- _The request_: Convert the entries in the stretch from the line containing "detecting the license" through the line containing "245, 290, 272, 301" into a two-column CSV with the headers text and answer. Give one row per entry, put each value in a single quoted field with line breaks replaced by spaces, and leave the pictures out.

- _Input records_:
---------------
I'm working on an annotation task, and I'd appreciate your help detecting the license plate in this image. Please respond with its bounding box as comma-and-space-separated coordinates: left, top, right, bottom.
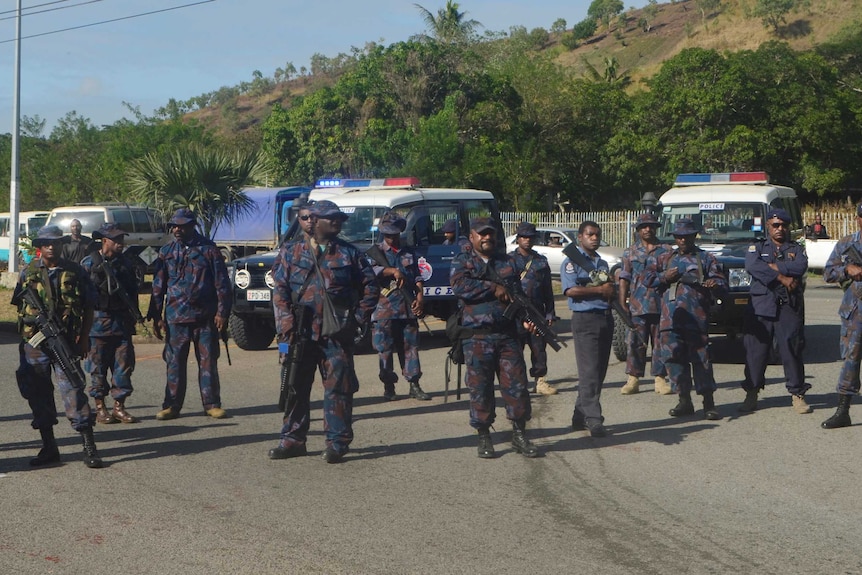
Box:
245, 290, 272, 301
---------------
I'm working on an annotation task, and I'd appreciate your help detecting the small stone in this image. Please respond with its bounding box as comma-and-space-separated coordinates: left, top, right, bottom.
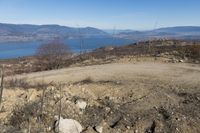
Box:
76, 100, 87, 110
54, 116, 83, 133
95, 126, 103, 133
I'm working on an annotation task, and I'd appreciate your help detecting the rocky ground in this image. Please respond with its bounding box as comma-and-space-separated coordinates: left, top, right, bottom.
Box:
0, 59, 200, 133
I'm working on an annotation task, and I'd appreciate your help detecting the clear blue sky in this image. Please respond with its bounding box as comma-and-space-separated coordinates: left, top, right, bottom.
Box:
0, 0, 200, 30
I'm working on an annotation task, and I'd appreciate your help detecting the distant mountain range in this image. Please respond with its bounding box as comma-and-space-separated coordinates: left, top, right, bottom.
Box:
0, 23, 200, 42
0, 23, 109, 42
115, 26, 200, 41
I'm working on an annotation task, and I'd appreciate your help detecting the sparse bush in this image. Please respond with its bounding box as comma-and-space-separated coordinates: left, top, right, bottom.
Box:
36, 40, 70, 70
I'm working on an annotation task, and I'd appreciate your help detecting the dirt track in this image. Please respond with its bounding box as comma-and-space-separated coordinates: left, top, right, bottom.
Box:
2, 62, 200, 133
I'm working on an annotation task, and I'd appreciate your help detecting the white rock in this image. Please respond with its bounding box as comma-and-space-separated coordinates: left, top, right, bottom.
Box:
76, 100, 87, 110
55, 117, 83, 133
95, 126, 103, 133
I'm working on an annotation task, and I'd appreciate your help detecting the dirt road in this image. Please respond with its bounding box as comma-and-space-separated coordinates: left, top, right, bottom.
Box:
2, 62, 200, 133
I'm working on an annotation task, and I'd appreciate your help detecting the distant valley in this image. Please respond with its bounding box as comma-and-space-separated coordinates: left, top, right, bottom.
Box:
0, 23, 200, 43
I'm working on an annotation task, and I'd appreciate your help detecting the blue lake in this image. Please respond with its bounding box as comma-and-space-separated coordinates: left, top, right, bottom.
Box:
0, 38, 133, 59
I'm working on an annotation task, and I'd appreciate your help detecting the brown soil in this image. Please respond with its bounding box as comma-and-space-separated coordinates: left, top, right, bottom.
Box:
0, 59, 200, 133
---------------
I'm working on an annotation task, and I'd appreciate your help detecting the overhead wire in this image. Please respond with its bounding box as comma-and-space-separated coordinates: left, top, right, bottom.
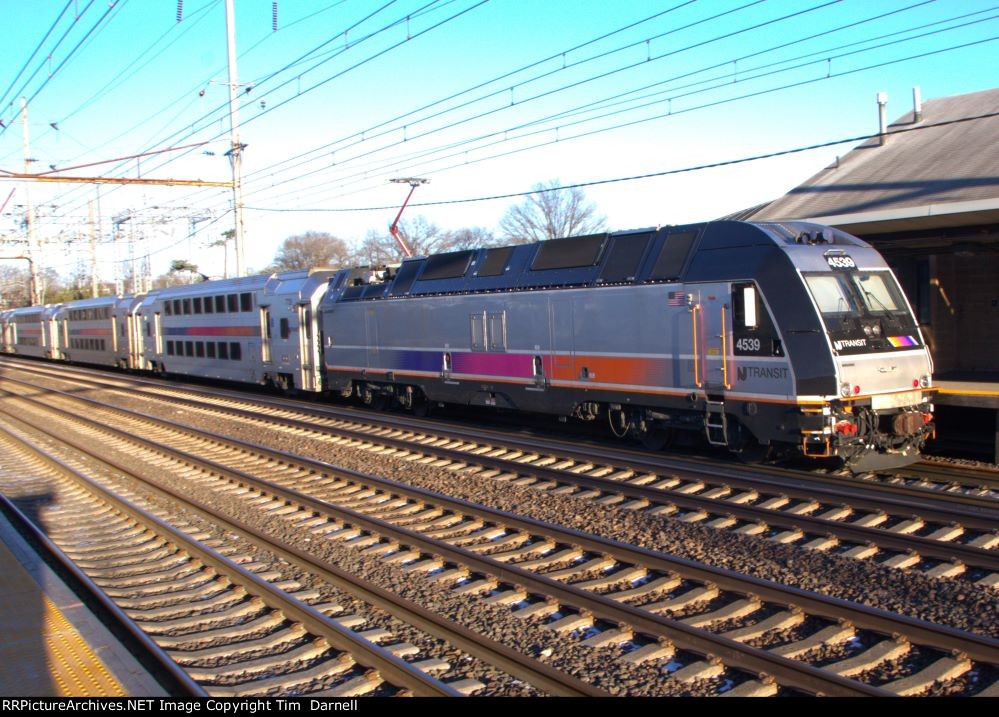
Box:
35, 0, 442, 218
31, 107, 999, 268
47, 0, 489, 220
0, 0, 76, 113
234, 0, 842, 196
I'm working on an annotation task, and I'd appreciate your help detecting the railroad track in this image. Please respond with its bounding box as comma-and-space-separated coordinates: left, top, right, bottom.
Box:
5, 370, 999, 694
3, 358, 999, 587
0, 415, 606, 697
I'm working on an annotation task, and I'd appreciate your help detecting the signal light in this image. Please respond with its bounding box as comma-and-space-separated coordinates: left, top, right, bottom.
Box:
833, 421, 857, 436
---------------
- _Exercise response_:
text,answer
"I'm working on an annotation task, and I'd appreciate your help detecting the license plate in this image. Please respond with its bounding box as comma-and-space-separated coordinates: left, top, right, bottom. Box:","245, 290, 272, 301"